#### Dataset records:
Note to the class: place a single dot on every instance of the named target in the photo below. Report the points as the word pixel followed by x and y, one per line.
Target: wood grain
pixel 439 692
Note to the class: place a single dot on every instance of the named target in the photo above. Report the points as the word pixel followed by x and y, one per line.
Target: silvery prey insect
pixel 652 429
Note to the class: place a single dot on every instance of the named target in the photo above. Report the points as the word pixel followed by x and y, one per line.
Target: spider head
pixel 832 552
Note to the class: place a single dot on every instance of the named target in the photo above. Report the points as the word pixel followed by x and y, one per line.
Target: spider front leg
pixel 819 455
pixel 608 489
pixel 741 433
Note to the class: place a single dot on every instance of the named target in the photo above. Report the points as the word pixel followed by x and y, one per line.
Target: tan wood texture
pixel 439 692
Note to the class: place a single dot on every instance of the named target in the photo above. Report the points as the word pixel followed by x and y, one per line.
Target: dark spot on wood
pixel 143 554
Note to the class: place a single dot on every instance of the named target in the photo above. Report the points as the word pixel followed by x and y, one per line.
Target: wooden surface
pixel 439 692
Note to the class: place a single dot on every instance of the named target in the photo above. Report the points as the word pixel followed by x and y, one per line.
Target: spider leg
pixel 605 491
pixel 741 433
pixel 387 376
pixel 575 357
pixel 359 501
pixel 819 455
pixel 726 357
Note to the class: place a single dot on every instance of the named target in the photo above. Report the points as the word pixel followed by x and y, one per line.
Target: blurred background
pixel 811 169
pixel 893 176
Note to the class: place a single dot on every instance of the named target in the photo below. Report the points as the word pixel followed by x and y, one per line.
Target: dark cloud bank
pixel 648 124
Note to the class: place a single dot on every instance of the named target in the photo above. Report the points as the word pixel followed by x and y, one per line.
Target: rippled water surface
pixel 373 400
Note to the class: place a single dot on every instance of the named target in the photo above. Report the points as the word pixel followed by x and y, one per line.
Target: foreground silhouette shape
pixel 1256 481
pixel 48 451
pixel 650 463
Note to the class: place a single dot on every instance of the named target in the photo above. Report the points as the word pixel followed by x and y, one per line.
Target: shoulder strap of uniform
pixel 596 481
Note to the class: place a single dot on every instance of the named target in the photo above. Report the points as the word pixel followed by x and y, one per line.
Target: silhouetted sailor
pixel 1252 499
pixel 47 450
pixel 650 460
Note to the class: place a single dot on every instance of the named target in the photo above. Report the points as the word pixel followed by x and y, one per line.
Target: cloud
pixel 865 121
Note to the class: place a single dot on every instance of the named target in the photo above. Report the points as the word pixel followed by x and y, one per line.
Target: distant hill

#### Challenge:
Exactly as written, please output every entry.

#### Task output:
Note to the class: place a single dot on every instance of the named target in the photo below. Report the points as the word pixel followed by x and y, one per line.
Target: wood grain
pixel 439 692
Note to the class: place a single dot on every instance of the named target in the photo above. Report the points as the word pixel followed by x and y, one per line.
Target: silvery prey insect
pixel 652 429
Note to the class: place a single dot on every instance of the named target in the photo above. Report the points as the word pixel followed by x and y, one per line.
Target: spider head
pixel 832 552
Note to the class: place a single dot on every instance of the named target in the photo above. Report the points as the word pixel followed by x and y, one per line.
Target: spider front leg
pixel 819 455
pixel 608 489
pixel 741 433
Note to the class: place a single dot on every instance of the named target in the photo above. Report the points as the word pixel followed by x and y, one per line.
Target: tan wood texture
pixel 439 692
Note to the class: place a single dot on every instance of the named target in the photo above. Report the points as the word pixel followed by x and y, one per line.
Target: dark spot on wood
pixel 143 554
Note to the class: place a single dot on every instance of the named target in the photo above. Report the points as the word pixel followed by x and y, one per line.
Target: wooden surface
pixel 439 692
Note to the class: place a single dot on every instance of the named target in the photo above. Report the points as the word pixel followed by x and y, one per line.
Target: spider leg
pixel 605 491
pixel 741 433
pixel 387 376
pixel 575 357
pixel 359 501
pixel 819 455
pixel 726 357
Note to the class: place a single dot on every instance of the named target in the photo above. Report the points as the word pixel followed by x and y, one per line.
Target: blurred background
pixel 811 169
pixel 893 176
Note to the class: place a single dot on every instance of the named target in the photo below. Report the points as the word pixel followed by x and y, one per line.
Target: dark cloud bank
pixel 648 124
Note to the class: place a single dot on every instance of the named target in the photo above. Report the points as the word pixel followed by x and y, one per line.
Target: rippled water surface
pixel 373 400
Note to the class: place a single dot on every instance of the named target in the photo above. Report the points as the word pixel followed by x and y, one per line.
Target: foreground silhouette shape
pixel 1256 481
pixel 48 451
pixel 650 463
Note to the class: place a single dot on every instance of the named target in the photo above. Report the points as the word pixel followed by x and y, one per line.
Target: shoulder strap of uniform
pixel 596 481
Note to the class: place a single dot on every instance of the named target in the photo above. Report the points as the word pixel followed by x and y, one per line.
Target: silhouetted sailor
pixel 1252 499
pixel 47 450
pixel 650 460
Note to the class: place a single dot on every instance of the named target in the photo above. Report the points as the word pixel followed by x and y, one per line.
Target: cloud
pixel 865 121
Note to the class: place a single dot on every instance of the named target in the photo above. Report the points as the word pixel followed by x and y, one per line.
Target: distant hill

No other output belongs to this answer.